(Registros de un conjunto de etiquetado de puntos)
• • •
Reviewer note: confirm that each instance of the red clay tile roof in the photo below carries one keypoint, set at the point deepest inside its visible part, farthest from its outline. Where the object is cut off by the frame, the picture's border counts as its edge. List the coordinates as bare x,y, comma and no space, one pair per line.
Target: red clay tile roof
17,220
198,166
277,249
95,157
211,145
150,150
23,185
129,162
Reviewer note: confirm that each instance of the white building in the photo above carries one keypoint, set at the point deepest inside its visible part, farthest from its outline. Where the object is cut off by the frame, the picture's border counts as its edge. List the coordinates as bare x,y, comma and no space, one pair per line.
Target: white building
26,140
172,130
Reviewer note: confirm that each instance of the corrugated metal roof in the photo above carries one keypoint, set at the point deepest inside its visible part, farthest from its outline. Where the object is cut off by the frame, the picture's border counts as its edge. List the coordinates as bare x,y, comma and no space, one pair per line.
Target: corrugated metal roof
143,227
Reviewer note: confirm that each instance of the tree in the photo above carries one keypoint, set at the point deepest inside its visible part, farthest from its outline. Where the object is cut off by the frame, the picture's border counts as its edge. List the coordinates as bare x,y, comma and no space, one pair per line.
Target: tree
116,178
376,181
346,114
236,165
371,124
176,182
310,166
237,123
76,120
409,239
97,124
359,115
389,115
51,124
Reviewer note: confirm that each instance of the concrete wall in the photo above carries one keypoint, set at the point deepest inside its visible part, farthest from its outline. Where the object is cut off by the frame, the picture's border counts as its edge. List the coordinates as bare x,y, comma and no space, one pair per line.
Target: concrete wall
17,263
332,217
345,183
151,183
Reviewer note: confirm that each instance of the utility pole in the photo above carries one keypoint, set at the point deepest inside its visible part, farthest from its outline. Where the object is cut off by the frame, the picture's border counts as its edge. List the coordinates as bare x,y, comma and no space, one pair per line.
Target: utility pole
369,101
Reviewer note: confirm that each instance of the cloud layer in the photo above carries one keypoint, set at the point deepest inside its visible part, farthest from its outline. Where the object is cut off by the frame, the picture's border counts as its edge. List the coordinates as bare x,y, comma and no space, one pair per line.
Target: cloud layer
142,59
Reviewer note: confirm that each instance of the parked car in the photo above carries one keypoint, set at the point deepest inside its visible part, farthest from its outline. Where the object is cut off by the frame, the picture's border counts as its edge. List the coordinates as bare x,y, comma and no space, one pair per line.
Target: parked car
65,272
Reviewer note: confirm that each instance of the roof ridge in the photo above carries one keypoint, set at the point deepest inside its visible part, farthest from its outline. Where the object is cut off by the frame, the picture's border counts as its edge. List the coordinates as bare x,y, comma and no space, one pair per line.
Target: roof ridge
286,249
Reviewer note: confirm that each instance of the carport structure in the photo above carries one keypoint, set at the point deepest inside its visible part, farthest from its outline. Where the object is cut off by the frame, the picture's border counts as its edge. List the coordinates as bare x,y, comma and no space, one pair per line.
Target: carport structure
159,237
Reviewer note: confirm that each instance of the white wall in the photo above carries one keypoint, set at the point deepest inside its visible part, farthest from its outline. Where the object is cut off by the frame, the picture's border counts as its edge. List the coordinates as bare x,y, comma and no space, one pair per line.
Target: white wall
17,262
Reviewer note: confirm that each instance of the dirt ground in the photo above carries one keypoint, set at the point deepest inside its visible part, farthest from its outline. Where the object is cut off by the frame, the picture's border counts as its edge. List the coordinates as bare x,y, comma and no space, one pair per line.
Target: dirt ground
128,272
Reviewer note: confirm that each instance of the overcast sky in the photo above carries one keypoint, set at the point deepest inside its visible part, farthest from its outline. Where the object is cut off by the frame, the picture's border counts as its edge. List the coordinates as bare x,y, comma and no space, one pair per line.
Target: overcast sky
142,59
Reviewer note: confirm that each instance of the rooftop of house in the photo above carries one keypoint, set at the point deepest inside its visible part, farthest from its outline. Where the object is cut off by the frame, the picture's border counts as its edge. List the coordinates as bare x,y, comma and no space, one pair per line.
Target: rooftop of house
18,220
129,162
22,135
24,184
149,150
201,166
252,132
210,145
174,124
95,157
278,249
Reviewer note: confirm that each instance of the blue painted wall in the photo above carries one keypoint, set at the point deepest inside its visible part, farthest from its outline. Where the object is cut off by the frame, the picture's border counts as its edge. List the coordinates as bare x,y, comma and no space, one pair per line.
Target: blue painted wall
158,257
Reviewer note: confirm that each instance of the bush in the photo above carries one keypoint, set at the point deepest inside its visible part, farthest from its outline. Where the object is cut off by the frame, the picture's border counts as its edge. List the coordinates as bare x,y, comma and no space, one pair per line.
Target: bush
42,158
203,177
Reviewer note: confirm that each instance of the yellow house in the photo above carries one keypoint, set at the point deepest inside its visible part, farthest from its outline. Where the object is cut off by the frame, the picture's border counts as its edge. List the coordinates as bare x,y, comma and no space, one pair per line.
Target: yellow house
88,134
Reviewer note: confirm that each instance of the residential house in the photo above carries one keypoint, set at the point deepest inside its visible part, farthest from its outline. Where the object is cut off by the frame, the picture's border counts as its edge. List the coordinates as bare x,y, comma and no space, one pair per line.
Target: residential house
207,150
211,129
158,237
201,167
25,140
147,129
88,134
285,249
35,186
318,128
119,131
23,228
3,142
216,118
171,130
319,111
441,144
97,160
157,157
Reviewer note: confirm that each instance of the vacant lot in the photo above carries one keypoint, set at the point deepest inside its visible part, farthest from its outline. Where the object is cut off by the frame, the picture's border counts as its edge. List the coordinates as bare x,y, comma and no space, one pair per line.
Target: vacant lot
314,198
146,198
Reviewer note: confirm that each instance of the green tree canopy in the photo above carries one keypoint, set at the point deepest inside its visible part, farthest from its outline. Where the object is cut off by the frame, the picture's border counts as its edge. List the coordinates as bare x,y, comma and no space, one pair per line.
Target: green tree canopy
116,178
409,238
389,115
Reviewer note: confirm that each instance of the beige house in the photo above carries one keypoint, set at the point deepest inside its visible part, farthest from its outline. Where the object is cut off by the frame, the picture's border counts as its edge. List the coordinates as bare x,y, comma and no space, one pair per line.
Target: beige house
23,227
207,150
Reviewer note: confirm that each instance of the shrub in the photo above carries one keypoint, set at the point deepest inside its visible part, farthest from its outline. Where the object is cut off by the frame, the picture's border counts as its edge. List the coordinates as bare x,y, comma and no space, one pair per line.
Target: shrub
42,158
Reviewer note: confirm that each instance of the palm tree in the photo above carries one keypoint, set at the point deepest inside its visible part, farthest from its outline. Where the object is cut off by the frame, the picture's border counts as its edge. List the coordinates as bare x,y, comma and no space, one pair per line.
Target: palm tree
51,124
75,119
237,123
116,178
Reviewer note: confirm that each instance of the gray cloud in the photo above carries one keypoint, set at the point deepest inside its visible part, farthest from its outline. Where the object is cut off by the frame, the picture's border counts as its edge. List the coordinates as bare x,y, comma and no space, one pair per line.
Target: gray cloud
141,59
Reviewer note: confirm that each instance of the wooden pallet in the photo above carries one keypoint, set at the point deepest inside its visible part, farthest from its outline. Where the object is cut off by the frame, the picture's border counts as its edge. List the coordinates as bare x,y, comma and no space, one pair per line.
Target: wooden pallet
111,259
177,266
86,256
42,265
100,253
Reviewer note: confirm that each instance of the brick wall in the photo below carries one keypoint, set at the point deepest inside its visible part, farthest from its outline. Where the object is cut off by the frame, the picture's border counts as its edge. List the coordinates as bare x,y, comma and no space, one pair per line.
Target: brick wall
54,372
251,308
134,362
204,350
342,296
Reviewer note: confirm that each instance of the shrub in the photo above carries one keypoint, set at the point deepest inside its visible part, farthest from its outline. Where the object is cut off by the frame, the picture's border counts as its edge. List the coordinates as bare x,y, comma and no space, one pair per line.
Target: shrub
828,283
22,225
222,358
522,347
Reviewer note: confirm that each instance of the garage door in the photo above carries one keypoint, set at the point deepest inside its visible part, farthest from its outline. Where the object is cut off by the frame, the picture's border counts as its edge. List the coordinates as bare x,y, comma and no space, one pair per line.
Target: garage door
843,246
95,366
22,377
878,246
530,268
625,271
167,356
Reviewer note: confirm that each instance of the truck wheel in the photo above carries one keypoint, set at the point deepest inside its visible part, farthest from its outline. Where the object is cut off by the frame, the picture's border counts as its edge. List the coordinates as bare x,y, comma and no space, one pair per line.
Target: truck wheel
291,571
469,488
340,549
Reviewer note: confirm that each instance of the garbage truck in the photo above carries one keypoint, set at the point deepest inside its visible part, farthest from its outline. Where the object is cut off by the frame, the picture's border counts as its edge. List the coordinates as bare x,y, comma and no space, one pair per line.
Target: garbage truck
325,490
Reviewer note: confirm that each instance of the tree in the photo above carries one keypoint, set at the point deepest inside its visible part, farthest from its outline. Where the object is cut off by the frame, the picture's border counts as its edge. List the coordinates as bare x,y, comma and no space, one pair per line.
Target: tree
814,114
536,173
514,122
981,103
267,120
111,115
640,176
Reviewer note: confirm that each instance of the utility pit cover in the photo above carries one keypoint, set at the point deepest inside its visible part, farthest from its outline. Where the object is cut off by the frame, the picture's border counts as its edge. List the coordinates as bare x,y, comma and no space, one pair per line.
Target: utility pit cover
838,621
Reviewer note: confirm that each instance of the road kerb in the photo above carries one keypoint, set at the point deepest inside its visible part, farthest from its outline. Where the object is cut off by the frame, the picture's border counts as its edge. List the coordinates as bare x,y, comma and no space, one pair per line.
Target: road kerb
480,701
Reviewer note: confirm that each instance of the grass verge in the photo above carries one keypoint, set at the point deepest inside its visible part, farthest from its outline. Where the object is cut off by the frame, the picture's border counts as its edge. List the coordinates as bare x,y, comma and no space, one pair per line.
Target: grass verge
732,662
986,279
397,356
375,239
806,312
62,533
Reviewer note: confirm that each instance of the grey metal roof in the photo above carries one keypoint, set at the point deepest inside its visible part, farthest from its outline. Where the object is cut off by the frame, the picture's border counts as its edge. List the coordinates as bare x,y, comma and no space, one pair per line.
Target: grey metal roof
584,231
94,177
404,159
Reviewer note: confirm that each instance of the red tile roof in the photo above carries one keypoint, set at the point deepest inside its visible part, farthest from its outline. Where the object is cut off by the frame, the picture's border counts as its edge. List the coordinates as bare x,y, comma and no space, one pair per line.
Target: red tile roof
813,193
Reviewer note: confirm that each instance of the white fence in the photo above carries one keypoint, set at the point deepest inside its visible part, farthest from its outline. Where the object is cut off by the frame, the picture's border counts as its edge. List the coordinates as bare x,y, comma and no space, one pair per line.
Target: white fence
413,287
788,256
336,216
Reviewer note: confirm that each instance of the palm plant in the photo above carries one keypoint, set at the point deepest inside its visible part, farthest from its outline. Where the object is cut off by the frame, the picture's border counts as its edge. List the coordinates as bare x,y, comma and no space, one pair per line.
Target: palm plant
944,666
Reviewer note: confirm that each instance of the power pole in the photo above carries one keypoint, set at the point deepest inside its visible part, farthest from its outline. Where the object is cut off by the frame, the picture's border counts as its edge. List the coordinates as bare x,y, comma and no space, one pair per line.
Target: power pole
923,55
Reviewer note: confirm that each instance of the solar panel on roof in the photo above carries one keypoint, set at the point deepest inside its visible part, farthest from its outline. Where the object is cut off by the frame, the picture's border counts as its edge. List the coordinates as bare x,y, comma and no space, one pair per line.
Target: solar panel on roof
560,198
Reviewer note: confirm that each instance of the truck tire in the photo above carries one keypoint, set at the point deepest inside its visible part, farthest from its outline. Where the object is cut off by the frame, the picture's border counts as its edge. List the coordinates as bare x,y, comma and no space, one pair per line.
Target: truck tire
• • •
Solicitud: Edita únicamente las líneas que van desde la que contiene "Reviewer note: confirm that each instance of the white wall" hasta la que contiene "Target: white wall", ambas incluidas, y devuélvelas con "white wall" sustituido por "brick wall" y todo lo demás sin cambios.

Resultado obtenido:
Reviewer note: confirm that each instance of the brick wall in the photo above carries one keypoint, set at the point deepest inside its visible part, farthest from its outline. Where the object is cut off by the frame, the picture's border counts as its edge. List the coordinates as bare x,y, comma and no space, one pair per line.
Target: brick wall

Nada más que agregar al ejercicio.